### Written request 1
Answer these three questions about the passage on the Katrina live oaks, marking each answer (a), (b) or (c):
(a) How old were the live oaks along the beach highway?
(b) What city was the sculptor Marlin Miller from?
(c) What mark had the assessor put on a dead tree?

### Given passage
==================================================

Among the most devastating losses to the Mississippi coast in Katrina were the 200-year-old live oaks along the beach highway. Tall, stately, sometimes large enough for a deck high in the tree, sometimes leaning a bit from high winds, but always huge and magnificent. Those trees spoke to the strength and endurance of creation through many a stormy wind. Katrina, though, was tougher than most and uprooted many trees and tore the heart and soul out of many others. There they lay, dead on the ground. Or there they stood, naked and forlorn. The vacant spaces where some had stood and the dead trees standing in other locations crushed our already-aching heart.
Then Grace happened. Sculptor Marlin Miller from Fort Lauderdale, FL spent a year resurrecting those many of those trees along 40-mile stretch of the beach highway, Highway 90, from Biloxi to Bay St. Louis. With the touch of this master’s chainsaw, one tree became three dolphins, another became a flying eagle, others became herons and seagulls and pelicans. You see, Marlin Miller could see in those dead trees something beautiful beyond Katrina. Where the assessor had seen only death and marked the tree with a circle with an X in it, Miller saw life and beauty and hope.

==================================================

### Written request 2
Turn the records from the line containing "Every instance of the bulletin" through the end of the records into a numbered list, leaving out any blank lines.

==================================================

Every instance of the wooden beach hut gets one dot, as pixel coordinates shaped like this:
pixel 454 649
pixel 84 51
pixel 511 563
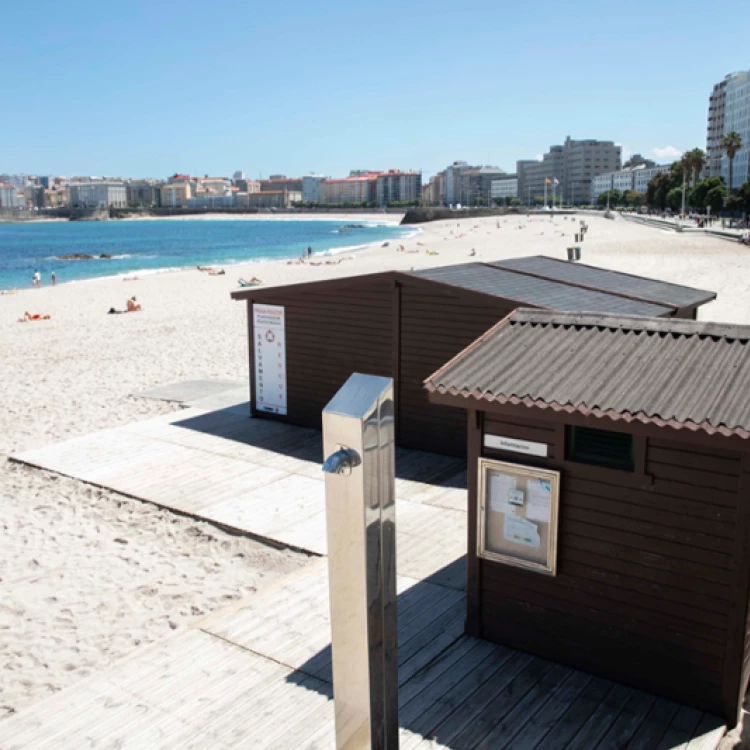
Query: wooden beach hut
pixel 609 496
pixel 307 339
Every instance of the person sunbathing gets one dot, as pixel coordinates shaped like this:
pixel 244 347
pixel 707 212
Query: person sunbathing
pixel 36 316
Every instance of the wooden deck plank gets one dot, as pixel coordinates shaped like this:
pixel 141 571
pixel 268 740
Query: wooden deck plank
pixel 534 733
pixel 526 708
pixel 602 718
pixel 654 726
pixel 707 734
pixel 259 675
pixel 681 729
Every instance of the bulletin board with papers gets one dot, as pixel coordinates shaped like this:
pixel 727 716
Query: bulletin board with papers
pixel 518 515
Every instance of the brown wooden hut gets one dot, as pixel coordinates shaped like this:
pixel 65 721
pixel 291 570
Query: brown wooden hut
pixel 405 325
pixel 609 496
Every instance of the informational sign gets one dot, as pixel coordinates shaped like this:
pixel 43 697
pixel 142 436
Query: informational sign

==================================================

### Task output 1
(a) They were 200 years old.
(b) Fort Lauderdale, FL.
(c) A circle with an X in it.

### Task output 2
1. Every instance of the bulletin board with papers gets one dot, as pixel coordinates shaped like this:
2. pixel 727 716
3. Query: bulletin board with papers
4. pixel 518 515
5. Every instance of the brown wooden hut gets one dot, as pixel coordinates shaped like this:
6. pixel 65 721
7. pixel 291 570
8. Query: brown wooden hut
9. pixel 405 325
10. pixel 609 496
11. Every instance of the informational sign gets one dot, as pixel coordinates shaped like this:
12. pixel 43 697
13. pixel 142 436
14. Query: informational sign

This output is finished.